--- Instructions for the task ---
All records below are to be transcribed exactly, with every picture left out.
Entries provided START
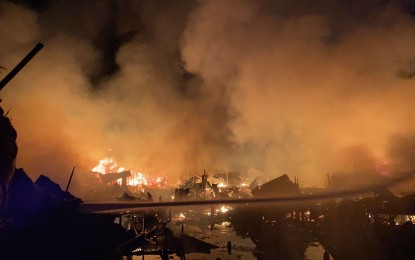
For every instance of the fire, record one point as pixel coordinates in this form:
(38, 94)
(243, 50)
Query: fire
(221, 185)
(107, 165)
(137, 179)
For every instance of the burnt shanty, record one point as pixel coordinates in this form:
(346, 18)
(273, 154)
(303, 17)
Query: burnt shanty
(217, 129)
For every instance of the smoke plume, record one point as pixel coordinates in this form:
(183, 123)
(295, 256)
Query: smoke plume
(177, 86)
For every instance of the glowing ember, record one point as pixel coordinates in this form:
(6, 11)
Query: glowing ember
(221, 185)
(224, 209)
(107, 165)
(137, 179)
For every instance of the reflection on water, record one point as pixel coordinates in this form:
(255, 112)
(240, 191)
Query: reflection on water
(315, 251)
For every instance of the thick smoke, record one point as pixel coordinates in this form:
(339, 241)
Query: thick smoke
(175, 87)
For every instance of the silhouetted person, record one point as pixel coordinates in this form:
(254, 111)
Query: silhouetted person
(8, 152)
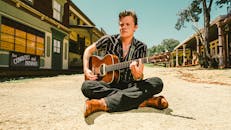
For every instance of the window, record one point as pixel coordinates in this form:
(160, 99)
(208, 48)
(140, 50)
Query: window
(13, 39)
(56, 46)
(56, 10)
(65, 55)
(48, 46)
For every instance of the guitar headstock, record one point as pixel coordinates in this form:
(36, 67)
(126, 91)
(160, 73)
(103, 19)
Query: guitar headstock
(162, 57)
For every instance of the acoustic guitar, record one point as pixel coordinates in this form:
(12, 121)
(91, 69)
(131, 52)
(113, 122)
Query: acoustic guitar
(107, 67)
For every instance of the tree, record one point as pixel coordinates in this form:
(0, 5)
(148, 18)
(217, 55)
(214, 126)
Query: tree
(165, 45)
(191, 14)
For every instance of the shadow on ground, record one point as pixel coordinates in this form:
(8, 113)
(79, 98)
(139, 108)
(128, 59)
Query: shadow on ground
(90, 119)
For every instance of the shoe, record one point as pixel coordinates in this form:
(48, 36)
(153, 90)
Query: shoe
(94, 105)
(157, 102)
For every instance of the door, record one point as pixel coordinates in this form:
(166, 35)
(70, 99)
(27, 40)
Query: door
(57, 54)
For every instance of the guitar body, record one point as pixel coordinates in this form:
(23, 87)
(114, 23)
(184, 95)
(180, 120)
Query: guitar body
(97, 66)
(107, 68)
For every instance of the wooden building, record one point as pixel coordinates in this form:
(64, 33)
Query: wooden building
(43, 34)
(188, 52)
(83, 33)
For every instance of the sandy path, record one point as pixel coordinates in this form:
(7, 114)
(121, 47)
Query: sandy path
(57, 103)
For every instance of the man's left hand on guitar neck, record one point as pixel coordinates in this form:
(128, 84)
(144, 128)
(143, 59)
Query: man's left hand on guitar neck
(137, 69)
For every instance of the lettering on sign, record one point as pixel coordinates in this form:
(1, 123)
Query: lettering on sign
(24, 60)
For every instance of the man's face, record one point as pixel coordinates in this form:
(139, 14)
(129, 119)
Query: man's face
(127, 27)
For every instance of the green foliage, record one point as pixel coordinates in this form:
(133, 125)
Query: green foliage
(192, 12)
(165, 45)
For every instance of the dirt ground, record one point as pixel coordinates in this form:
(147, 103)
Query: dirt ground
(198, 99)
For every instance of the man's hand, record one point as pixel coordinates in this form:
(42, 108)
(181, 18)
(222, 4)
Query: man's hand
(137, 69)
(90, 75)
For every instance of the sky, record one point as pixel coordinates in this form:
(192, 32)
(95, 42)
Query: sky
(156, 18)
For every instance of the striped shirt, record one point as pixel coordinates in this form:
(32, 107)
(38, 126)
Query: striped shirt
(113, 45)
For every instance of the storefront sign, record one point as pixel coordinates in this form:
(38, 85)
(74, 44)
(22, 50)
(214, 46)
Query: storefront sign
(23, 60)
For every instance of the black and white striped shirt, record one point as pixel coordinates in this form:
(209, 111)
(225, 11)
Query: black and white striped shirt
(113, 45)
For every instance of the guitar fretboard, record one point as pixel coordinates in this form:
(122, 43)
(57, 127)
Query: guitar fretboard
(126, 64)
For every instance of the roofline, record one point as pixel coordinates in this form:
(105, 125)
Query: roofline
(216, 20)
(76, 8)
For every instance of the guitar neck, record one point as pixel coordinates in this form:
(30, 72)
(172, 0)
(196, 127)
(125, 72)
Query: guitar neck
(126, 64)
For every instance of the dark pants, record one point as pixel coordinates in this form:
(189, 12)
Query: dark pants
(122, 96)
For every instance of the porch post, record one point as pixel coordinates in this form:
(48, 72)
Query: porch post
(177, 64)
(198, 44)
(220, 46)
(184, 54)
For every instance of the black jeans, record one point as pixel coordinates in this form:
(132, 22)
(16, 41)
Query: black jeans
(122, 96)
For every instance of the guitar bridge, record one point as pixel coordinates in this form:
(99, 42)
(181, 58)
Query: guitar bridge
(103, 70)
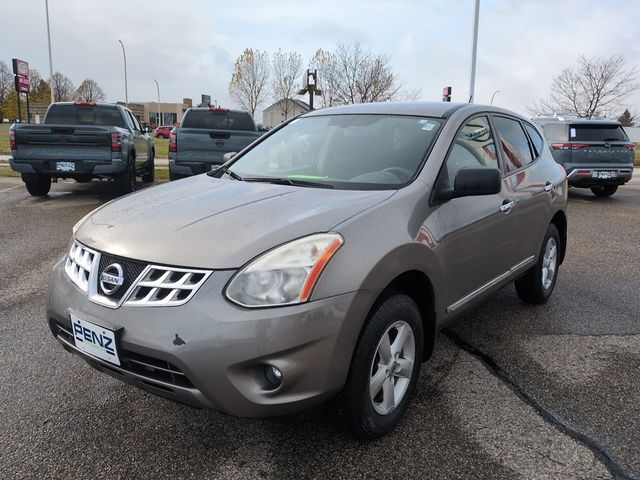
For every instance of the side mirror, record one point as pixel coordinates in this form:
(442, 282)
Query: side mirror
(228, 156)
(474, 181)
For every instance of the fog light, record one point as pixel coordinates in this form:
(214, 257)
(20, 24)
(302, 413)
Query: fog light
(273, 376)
Entries provided END
--- Task response ---
For every instance of the fire, record one point as pixel coordinates in this form:
(38, 94)
(243, 50)
Query: fire
(221, 185)
(107, 165)
(137, 179)
For every instance of the burnt shanty, record one point as pixel coordinates in this form:
(346, 18)
(273, 154)
(303, 17)
Query: burnt shanty
(217, 129)
For every instance of the smoke plume, record one point as pixel coordinates in this form:
(183, 123)
(295, 256)
Query: smoke plume
(177, 86)
For every instance of the glowing ember, record one point as pixel coordinates in this form:
(6, 11)
Query: glowing ember
(221, 185)
(224, 209)
(107, 165)
(137, 179)
For every instance of the reflection on water, record one point as pixel coordinates in this form:
(255, 112)
(240, 191)
Query: reflection on water
(315, 251)
For every instance of the thick smoke, record one point as pixel coordinates in this form:
(339, 241)
Query: thick smoke
(175, 87)
For every instance of the silhouetted person, record one point as pixel coordinates in this form:
(254, 111)
Query: silhouetted person
(8, 152)
For every instance of the window, record one point as pixel coordinates in this form:
(160, 99)
(208, 48)
(140, 50)
Query: window
(13, 39)
(56, 46)
(56, 10)
(65, 55)
(48, 46)
For every instance of the guitar headstock, record one point as pixel coordinates in this form:
(36, 67)
(126, 91)
(160, 73)
(103, 19)
Query: guitar headstock
(162, 57)
For every instance of the acoustic guitar, record one point as pixel coordinates in this form:
(12, 121)
(91, 69)
(131, 52)
(113, 122)
Query: acoustic guitar
(107, 67)
For every instance of the tree, record one point as pixel coordinates in this form:
(0, 5)
(148, 18)
(217, 55)
(214, 126)
Query: tree
(165, 45)
(191, 14)
For every instance of the shadow on ground, record one point as pixel coordinates in this form:
(8, 113)
(79, 98)
(139, 108)
(128, 59)
Query: shadow on ground
(90, 119)
For every instance of the shoe, record one point as pixel coordinates in this form:
(48, 36)
(153, 90)
Query: shoe
(94, 105)
(157, 102)
For every instance of the door, record one point as pixel coordinates in this form:
(166, 35)
(70, 99)
(27, 40)
Query: door
(57, 54)
For every instance of the guitar body, record one point as pixel coordinates in this form:
(23, 87)
(114, 23)
(184, 95)
(180, 120)
Query: guitar body
(97, 66)
(107, 68)
For every instance of the wooden building, record one point as pixel coordinates in this form:
(64, 33)
Query: wooden building
(43, 34)
(188, 52)
(83, 33)
For every instance of the sandy path, record one point as pixel coordinates in this form:
(7, 114)
(121, 47)
Query: sandy path
(57, 103)
For every instance of the man's left hand on guitar neck, record one point as pixel coordinates in this form:
(128, 84)
(144, 128)
(143, 59)
Query: man's left hand on guitar neck
(137, 69)
For every instance of the lettering on sign, record one point as pixel coordinates in this form:
(1, 123)
Query: lettering on sign
(24, 60)
For every instance of the man's face, record one point as pixel coordinates in this form:
(139, 14)
(129, 119)
Query: man's face
(127, 27)
For every instance of the green foliage, record one point as pixel coordinates in this form:
(133, 125)
Query: green foliage
(192, 12)
(165, 45)
For every instance of the dirt ground, record one point as pixel coordinates in this form:
(147, 103)
Query: dirt ground
(198, 99)
For every instance of the man's hand, record one point as pixel coordinates in this form:
(42, 108)
(181, 18)
(222, 4)
Query: man's hand
(137, 69)
(90, 75)
For every instance of the sky, record one point as pixel coordinates in this form:
(192, 32)
(95, 42)
Query: sky
(156, 18)
For every instance of the striped shirt, record one point as pixel coordinates in this form:
(32, 107)
(38, 126)
Query: striped shirt
(113, 45)
For every instance of the storefront sign, record one point as pixel coordinates in this form:
(38, 85)
(74, 44)
(22, 50)
(214, 46)
Query: storefront sign
(23, 60)
For every instance of the black and white striped shirt, record one point as pixel coordinates in this form:
(209, 111)
(225, 11)
Query: black and white striped shirt
(113, 45)
For every instance of the guitar fretboard, record one point as pixel coordinates in this form:
(122, 43)
(57, 127)
Query: guitar fretboard
(126, 64)
For every instance of the roofline, record one point as pixel coordinates in this form:
(105, 125)
Query: roofline
(216, 20)
(76, 8)
For every instance of the guitar neck, record one point as pixel coordinates in this form:
(30, 72)
(172, 0)
(196, 127)
(125, 72)
Query: guitar neck
(126, 64)
For every instance of the dark pants, record one point as pixel coordinates in this form:
(189, 12)
Query: dark pants
(122, 96)
For every instance of the porch post, record one point as pixel coordinates in this form:
(48, 72)
Query: porch post
(177, 64)
(198, 44)
(220, 46)
(184, 54)
For every instance of the black jeans, record one point as pixel coordinates in this form:
(132, 22)
(16, 41)
Query: black jeans
(122, 96)
For every instance of the guitar bridge, record one point as pixel coordinates in this form:
(99, 42)
(181, 58)
Query: guitar bridge
(103, 70)
For every instance of the side mirror, record one point as pixel coordinates in this form:
(442, 282)
Query: side mirror
(228, 156)
(474, 181)
For every instance of the fog light, record one point as pixel coordinates in this form:
(214, 257)
(20, 24)
(302, 413)
Query: fog light
(273, 376)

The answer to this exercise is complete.